USING THE INFORMATION
[1] In the research summaries, which two side effects does the new compound avoid?
[2] Continue the research summaries on Cullin-RING ligases and PPARγ drugs, picking up after their final sentence.

EXERCISE PASSAGE

*** Block opens ***

Global Identification of Modular Cullin-RING Ligase Substrates
Emanuele MJ, Elia AE, Xu Q, Thoma CR, Izhar L, Leng Y, Guo A, Chen YN, Rush J, Hsu PW, Yen HC, Elledge SJ. Division of Genetics, Brigham and Women’s Hospital; Department of Genetics, Harvard Medical School; Howard Hughes Medical Institute.
Cullin-RING ligases (CRLs) represent the largest E3 ubiquitin ligase family in eukaryotes, and the identification of their substrates is critical to understanding regulation of the proteome. Using genetic and pharmacologic Cullin inactivation coupled with genetic and proteomic assays, the authors have identified hundreds of proteins whose stabilities or ubiquitylation status are regulated by CRLs. Findings demonstrate the broad role of CRL ubiquitylation in all aspects of cellular biology and provides a set of proteins likely to be key indicators of cellular physiology. Cell. 2011 Oct. 14;147-2:459-474.
Antidiabetic Actions of a Non-agonist PPARγ Ligand Blocking Cdk5-mediated Phosphorylation
Choi JH, Banks AS, Kamenecka TM, Busby SA, Chalmers MJ, Kumar N, Kuruvilla DS, Shin Y, He Y, Bruning JB, Marciano DP, Cameron MD, Laznik D, Jurczak MJ, Schürer SC, Vidović D, Shulman GI, Spiegelman BM, Griffin PR. Dana-Farber Cancer Institute and Department of Cell Biology, HMS.
PPARγ is the functioning receptor for the thiazolidinedione class of antidiabetes drugs. These drugs are full classical agonists, but many PPARγ-based drugs have a separate biochemical activity, blocking the obesity-linked phosphorylation of PPARγ by Cdk5. The authors describe novel compounds that completely lack classical transcriptional agonism and block the Cdk5-mediated phosphorylation. One such compound has potent antidiabetic activity while not causing the fluid retention and weight gain that are serious side effects of many of the PPARγ drugs. Nature. 2011 Sept. 4;477(7365):477-81.

*** Block closes ***

(Natural-language object grounding data)
*** Block opens ***

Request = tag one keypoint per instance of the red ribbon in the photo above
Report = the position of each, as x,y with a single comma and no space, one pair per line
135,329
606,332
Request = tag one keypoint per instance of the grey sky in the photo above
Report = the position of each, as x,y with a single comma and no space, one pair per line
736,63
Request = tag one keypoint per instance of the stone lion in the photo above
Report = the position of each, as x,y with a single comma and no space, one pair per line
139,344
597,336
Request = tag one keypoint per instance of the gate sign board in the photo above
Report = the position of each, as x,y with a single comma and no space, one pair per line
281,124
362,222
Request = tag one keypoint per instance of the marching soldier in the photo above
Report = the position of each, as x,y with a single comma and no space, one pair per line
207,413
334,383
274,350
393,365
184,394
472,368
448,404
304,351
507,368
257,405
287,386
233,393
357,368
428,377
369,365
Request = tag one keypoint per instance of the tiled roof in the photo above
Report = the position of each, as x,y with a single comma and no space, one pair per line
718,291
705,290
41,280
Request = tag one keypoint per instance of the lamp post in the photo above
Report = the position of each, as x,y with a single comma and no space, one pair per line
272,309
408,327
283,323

*** Block closes ***

TASK-BY-TASK OUTPUTS
[1] Fluid retention and weight gain.

[2]
Alcohol Consumption at Midlife and Successful Ageing in Women: A prospective cohort analysis in the nurses’ health study
Sun Q, Townsend MK, Okereke OI, Rimm EB, Hu FB, Stampfer MJ, Grodstein F. Department of Nutrition, Harvard School of Public Health.
Observational studies have documented inverse associations between moderate alcohol consumption and risk of premature death. It is largely unknown whether moderate alcohol intake is also associated with overall health and well-being among populations who have survived to older age. The authors prospectively examined alcohol use assessed at midlife in relation to successful ageing in a cohort of US women. Data suggest that regular, moderate consumption of alcohol at midlife may be related to a modest increase in overall health status among women who survive to older ages. PLoS Medicine. 2011 Sept.;8(9):e1001090.